_Teks Pilihan_
--*--
Senin, 02 Mei 2016

Happy Birthday, Taruna


Hari ini diperingati sebagai Hari Pendidikan Nasional. Bagi kampus SMA ketika saya bersekolah dulu, hari ini pun adalah hari yang spesial. SMA saya berulang tahun. Dan hari ini, SMA saya genap berusia 21 tahun. Usia yang masih muda. SMA saya bernama SMA Taruna Bumi Khatulistiwa.

Dari namanya, bisa ditebak bahwa sekolah saya ini adalah sekolah berasrama dengan sistem agak-agak atau semi semi gitulah. Agak militer. Karena berada di Pontianak, maka diberi tambahan Bumi Khatulistiwa. Saya adalah angkatan ke 7 di sekolah itu. Yang bahkan hingga sekarang masih tidak mengerti kenapa saya bisa lolos. Tapi saya sangat bersyukur pernah berada disana dan memiliki cerita serta sahabat yang dapat saya andalkan hingga sekarang. Padahal sudah 15 tahun yang lalu!

Kita semua suka mendengar cerita yang detail. Membuat kita semua memiliki ide masing-masing tentang seperti apa sebenarnya sekolah saya dulu, sehingga muncullah tulisan ini.

Proses seleksi masuk ke SMA saya ini sangat tidak mudah. Dulu, ada beberapa tes yang harus kami lalui sebelum dinyatakan diterima sebagai siswa/i di SMA tersebut. Tes Akademis, Tes Kesemaptaan, Tes Kesehatan, Psikotes, dan diakhiri dengan Tes Wawancara. Semuanya sistem gugur. Yang berarti, dapat melanjutkan ke tes berikutnya bila tes sebelumnya dinyatakan lolos. Setelah angkatan saya, ada beberapa variasi proses seleksi, namun tidak mengurangi kualitas yang diharapkan dari sekolah ini terhadap calon siswa/i nya.

Masa orientasinya pun bervariasi. Berhubung tahun 2001 sistem pendidikan kita masih menganut Caturwulan, maka masa orientasi pendidikan berlangsung selama 1 caturwulan (16 Minggu) yang diakhiri dengan Pembaretan, sebuah istilah dimana merupakan acara puncak dari semua kegiatan yang telah dilaksanakan. Semacam Inagurasi, tapi dengan mengenakan seragam militer hijau dan sepatu PDL, serta penuh lumpur. Tidak ada itu pentas seni mengundang artis. Mana mungkin Ayu Tingting mau menyanyi Sambalado sambil bergelimang lumpur. Hahaha

Selama 4 bulan atau 16 minggu di asrama ini, kami sama sekali tidak boleh bertemu keluarga dan sanak famili. Kami ‘terperangkap’ di dalam kampus dengan segala rutinitas yang padat. Mulai dari subuh hingga malam hari. Oh, saya masih ingat urutan waktu kegiatan asrama dari 04.30 pagi hingga 22.00 malam. Apel Pagi, Apel Siang, bahkan Apel Malam. Melanggar  keteraturan ini, berarti mendapat sanksi. Saya pernah mendapat sanksi dalam hal aturan tidak boleh bertemu orangtua. Saya pernah secara ‘tidak sengaja’ melambaikan tangan di depan jendela kelas ketika melihat orangtua datang berkunjung untuk mengirimkan beberapa barang kebutuhan. Saya katakan tidak sengaja karena sebenarnya saya sudah bertekad bulat untuk tidak melihat keluarga sendiri, meski teman-teman sekelas menyampaikan bahwa orangtua saya ada didepan. Tapi karena desakan dan dorongan teman-teman yang mengatakan bahwa tidak ada yang tahu, saya pun akhirnya melambaikan tangan.
--*--
_Kutipan Data_
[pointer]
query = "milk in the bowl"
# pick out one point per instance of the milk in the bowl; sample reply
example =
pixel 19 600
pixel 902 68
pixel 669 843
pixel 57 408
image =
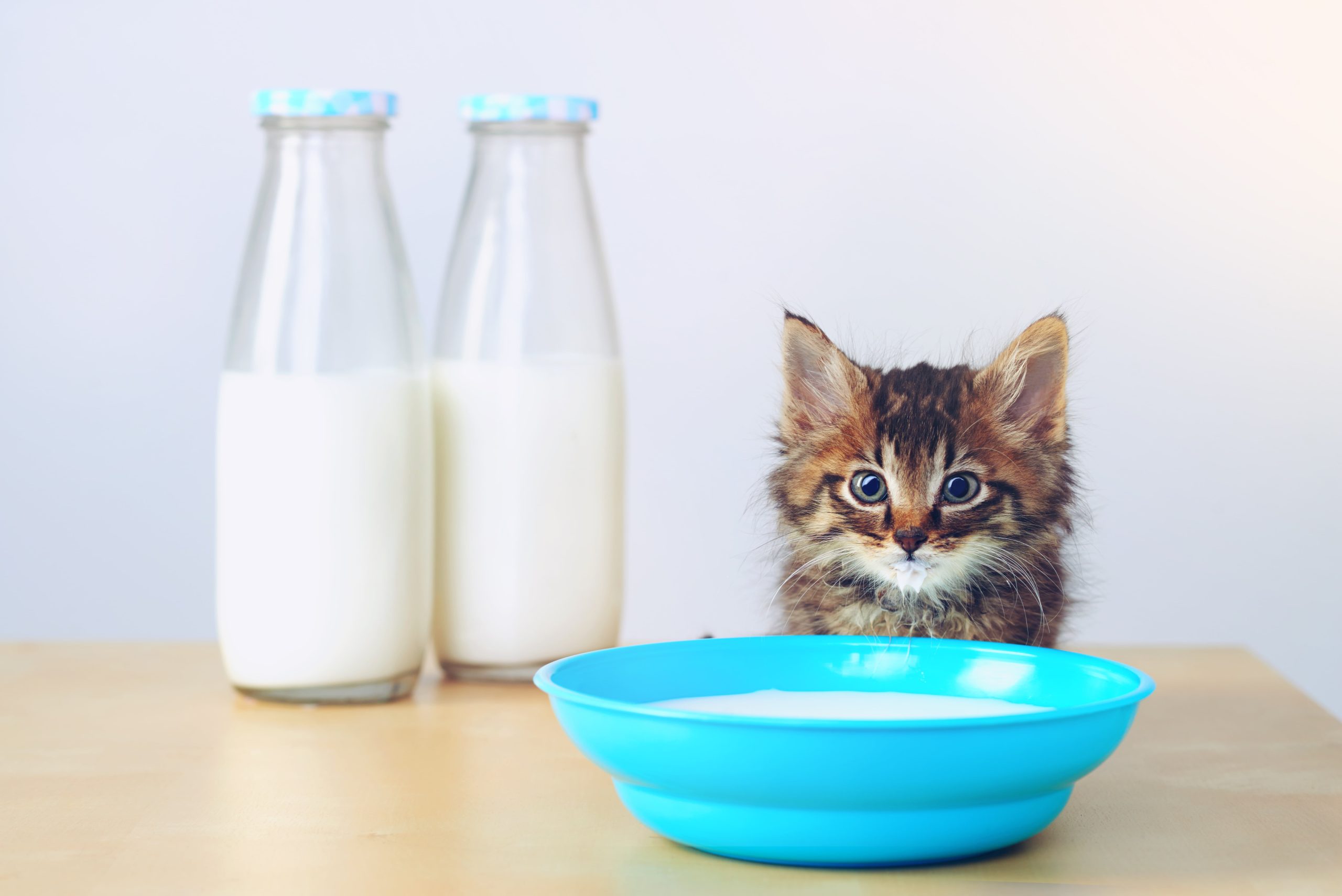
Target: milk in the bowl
pixel 531 498
pixel 850 705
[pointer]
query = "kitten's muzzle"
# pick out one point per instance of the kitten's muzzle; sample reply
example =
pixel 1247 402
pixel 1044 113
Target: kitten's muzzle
pixel 910 538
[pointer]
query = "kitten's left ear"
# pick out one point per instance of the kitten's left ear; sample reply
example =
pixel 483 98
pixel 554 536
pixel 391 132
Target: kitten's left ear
pixel 1030 380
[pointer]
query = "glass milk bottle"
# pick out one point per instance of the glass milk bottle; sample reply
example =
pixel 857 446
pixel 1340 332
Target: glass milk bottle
pixel 528 403
pixel 324 445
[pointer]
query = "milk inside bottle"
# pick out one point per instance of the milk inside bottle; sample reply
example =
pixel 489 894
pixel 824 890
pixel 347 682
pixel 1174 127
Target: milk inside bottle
pixel 529 409
pixel 324 462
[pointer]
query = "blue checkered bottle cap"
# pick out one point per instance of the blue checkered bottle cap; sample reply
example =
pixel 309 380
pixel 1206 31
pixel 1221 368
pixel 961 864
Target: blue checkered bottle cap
pixel 324 102
pixel 528 107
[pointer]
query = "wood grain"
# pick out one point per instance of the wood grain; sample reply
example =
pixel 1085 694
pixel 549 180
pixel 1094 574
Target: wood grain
pixel 133 769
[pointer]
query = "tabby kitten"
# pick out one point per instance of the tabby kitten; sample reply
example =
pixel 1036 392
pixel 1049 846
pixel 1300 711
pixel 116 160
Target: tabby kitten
pixel 924 501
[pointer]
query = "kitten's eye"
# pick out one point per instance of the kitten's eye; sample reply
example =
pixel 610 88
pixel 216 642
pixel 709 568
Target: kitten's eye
pixel 869 487
pixel 960 489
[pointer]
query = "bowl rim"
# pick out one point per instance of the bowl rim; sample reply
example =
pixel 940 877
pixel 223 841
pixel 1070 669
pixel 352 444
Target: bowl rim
pixel 544 679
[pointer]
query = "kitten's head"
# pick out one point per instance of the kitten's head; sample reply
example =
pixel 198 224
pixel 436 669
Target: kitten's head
pixel 924 482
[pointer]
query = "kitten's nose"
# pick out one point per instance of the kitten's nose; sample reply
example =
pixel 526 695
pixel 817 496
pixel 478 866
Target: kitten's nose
pixel 910 538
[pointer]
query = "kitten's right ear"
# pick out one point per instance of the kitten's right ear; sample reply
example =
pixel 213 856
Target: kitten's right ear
pixel 820 384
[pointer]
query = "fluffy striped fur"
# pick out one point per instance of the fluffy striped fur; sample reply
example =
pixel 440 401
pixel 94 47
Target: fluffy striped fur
pixel 993 569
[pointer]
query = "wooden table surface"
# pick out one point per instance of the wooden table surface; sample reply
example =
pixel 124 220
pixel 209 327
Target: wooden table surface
pixel 133 769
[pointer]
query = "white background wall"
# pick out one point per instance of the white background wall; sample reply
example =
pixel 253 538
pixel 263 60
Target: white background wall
pixel 914 175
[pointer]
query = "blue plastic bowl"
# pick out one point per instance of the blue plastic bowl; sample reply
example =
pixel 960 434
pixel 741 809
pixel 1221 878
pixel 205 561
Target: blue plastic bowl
pixel 851 792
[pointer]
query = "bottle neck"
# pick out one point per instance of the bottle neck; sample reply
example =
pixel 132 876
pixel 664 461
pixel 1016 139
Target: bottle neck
pixel 526 278
pixel 347 145
pixel 531 150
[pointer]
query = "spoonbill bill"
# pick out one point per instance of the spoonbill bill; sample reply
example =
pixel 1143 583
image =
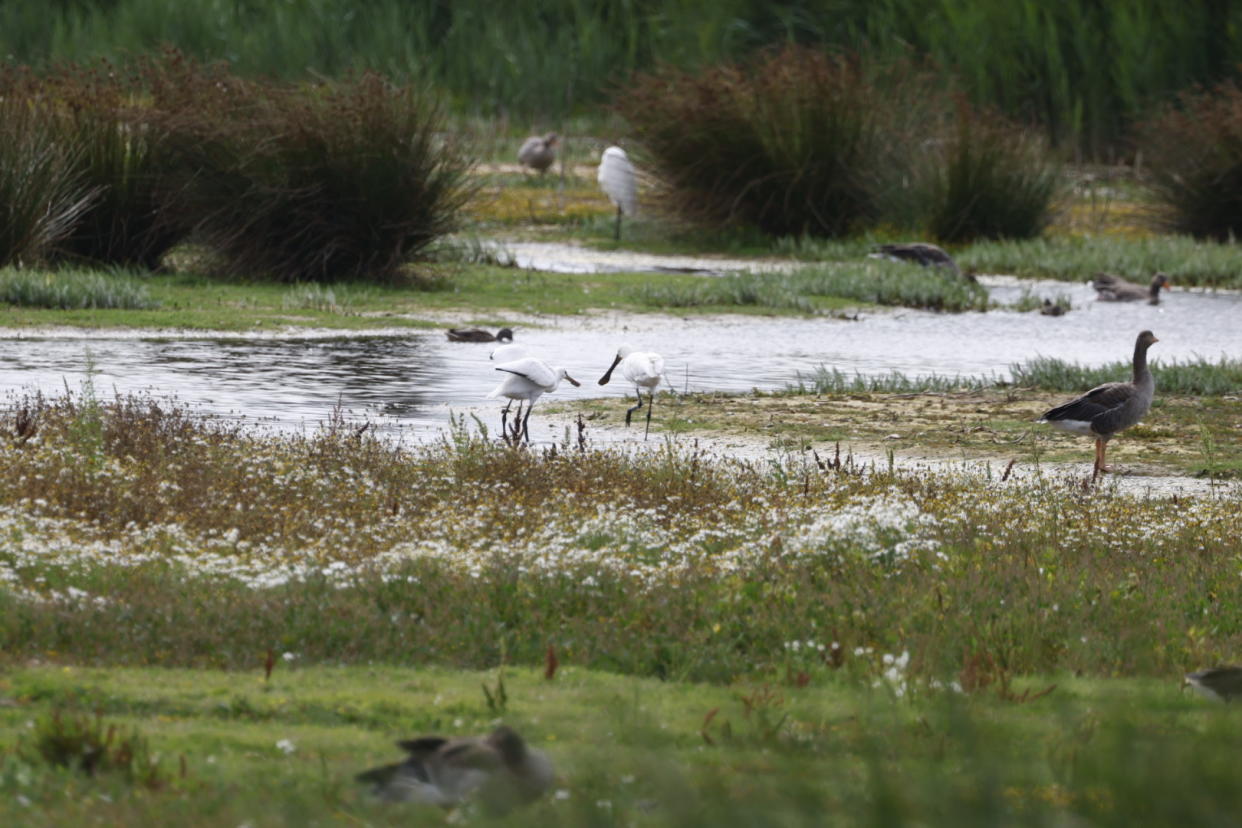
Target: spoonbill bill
pixel 643 369
pixel 619 183
pixel 529 379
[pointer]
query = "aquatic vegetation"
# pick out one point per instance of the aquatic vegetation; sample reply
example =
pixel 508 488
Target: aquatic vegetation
pixel 73 288
pixel 871 281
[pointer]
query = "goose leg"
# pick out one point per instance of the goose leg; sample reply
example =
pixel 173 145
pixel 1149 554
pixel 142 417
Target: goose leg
pixel 630 411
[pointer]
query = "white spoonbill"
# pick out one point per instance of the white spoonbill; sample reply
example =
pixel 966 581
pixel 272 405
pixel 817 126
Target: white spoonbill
pixel 645 369
pixel 507 354
pixel 529 379
pixel 617 180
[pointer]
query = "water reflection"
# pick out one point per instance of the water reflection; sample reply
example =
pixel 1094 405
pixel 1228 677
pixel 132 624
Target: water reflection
pixel 411 381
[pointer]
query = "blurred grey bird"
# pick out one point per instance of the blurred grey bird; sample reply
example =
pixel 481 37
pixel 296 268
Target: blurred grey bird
pixel 919 253
pixel 499 771
pixel 1114 288
pixel 1216 683
pixel 539 153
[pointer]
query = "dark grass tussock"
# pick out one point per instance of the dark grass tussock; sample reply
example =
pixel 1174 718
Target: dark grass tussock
pixel 796 142
pixel 1194 154
pixel 990 180
pixel 805 143
pixel 42 194
pixel 139 469
pixel 343 180
pixel 121 155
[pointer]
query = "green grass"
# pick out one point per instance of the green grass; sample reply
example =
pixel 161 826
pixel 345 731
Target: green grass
pixel 634 751
pixel 75 289
pixel 868 281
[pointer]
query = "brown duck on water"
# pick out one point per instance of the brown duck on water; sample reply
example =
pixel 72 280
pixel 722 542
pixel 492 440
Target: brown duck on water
pixel 1114 288
pixel 480 335
pixel 1112 407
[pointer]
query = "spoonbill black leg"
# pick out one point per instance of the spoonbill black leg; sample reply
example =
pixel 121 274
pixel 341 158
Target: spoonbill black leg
pixel 629 412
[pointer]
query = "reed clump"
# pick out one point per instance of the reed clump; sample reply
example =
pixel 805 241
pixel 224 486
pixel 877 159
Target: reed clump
pixel 805 143
pixel 1194 152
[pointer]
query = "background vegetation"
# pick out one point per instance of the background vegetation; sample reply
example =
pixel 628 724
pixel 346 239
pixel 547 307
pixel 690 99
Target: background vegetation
pixel 1081 70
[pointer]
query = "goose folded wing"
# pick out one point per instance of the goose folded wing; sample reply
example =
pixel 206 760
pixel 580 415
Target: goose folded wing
pixel 1099 400
pixel 530 369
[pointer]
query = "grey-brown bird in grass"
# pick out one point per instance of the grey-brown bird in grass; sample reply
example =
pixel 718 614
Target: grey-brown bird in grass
pixel 480 335
pixel 1112 407
pixel 1114 288
pixel 499 771
pixel 1216 683
pixel 920 253
pixel 539 153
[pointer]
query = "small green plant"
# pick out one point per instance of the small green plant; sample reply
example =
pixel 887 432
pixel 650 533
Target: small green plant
pixel 77 740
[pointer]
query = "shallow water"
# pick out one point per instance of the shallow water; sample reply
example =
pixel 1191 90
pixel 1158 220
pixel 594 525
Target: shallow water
pixel 414 380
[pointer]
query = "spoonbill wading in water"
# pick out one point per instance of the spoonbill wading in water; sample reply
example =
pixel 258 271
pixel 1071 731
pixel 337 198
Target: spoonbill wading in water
pixel 507 354
pixel 645 369
pixel 529 379
pixel 617 180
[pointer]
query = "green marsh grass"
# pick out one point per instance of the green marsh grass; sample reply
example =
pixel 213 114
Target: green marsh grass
pixel 870 281
pixel 194 543
pixel 1191 378
pixel 1082 71
pixel 1186 261
pixel 75 289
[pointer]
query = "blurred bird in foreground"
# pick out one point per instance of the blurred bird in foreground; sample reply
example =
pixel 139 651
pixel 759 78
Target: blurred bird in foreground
pixel 539 153
pixel 1216 683
pixel 499 771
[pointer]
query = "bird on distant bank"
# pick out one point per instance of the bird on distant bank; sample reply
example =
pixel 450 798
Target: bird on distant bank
pixel 1109 409
pixel 539 153
pixel 919 253
pixel 528 379
pixel 1216 683
pixel 643 369
pixel 480 335
pixel 1051 308
pixel 619 181
pixel 1114 288
pixel 499 771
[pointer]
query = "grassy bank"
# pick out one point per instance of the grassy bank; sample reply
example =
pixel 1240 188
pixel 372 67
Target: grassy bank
pixel 841 749
pixel 140 535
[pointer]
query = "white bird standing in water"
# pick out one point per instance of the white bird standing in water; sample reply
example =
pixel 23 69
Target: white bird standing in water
pixel 619 183
pixel 645 369
pixel 507 354
pixel 529 379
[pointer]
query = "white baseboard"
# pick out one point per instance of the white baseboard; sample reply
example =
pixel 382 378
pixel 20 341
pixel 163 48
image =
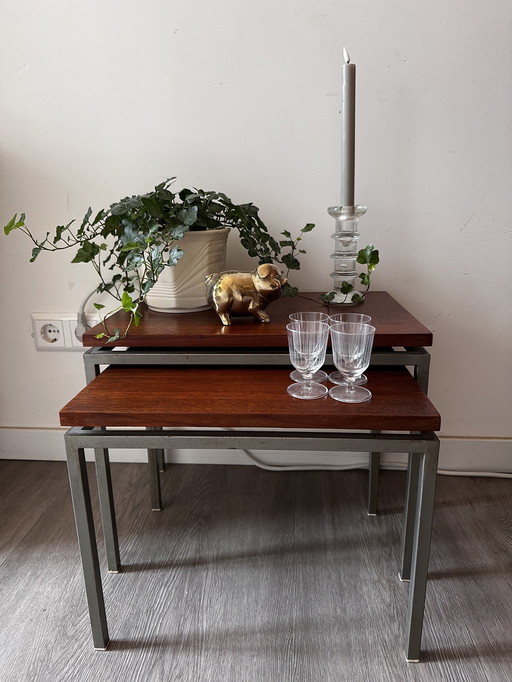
--*--
_Langkah yang Diperlukan_
**1)** Tuliskan semua tes dalam proses seleksi masuk yang dicantumkan teks pilihan.
**2)** Ulangi tanpa perubahan bagian teks pilihan yang diawali kata-kata "Dari namanya, bisa" dan berhenti sesudah "tahun yang lalu!".
Entri di atas tidak perlu dipakai.

_Jawaban Latihan_
**1)** Tes Akademis, Tes Kesemaptaan, Tes Kesehatan, Psikotes, Tes Wawancara

**2)**
Dari namanya, bisa ditebak bahwa sekolah saya ini adalah sekolah berasrama dengan sistem agak-agak atau semi semi gitulah. Agak militer. Karena berada di Pontianak, maka diberi tambahan Bumi Khatulistiwa. Saya adalah angkatan ke 7 di sekolah itu. Yang bahkan hingga sekarang masih tidak mengerti kenapa saya bisa lolos. Tapi saya sangat bersyukur pernah berada disana dan memiliki cerita serta sahabat yang dapat saya andalkan hingga sekarang. Padahal sudah 15 tahun yang lalu!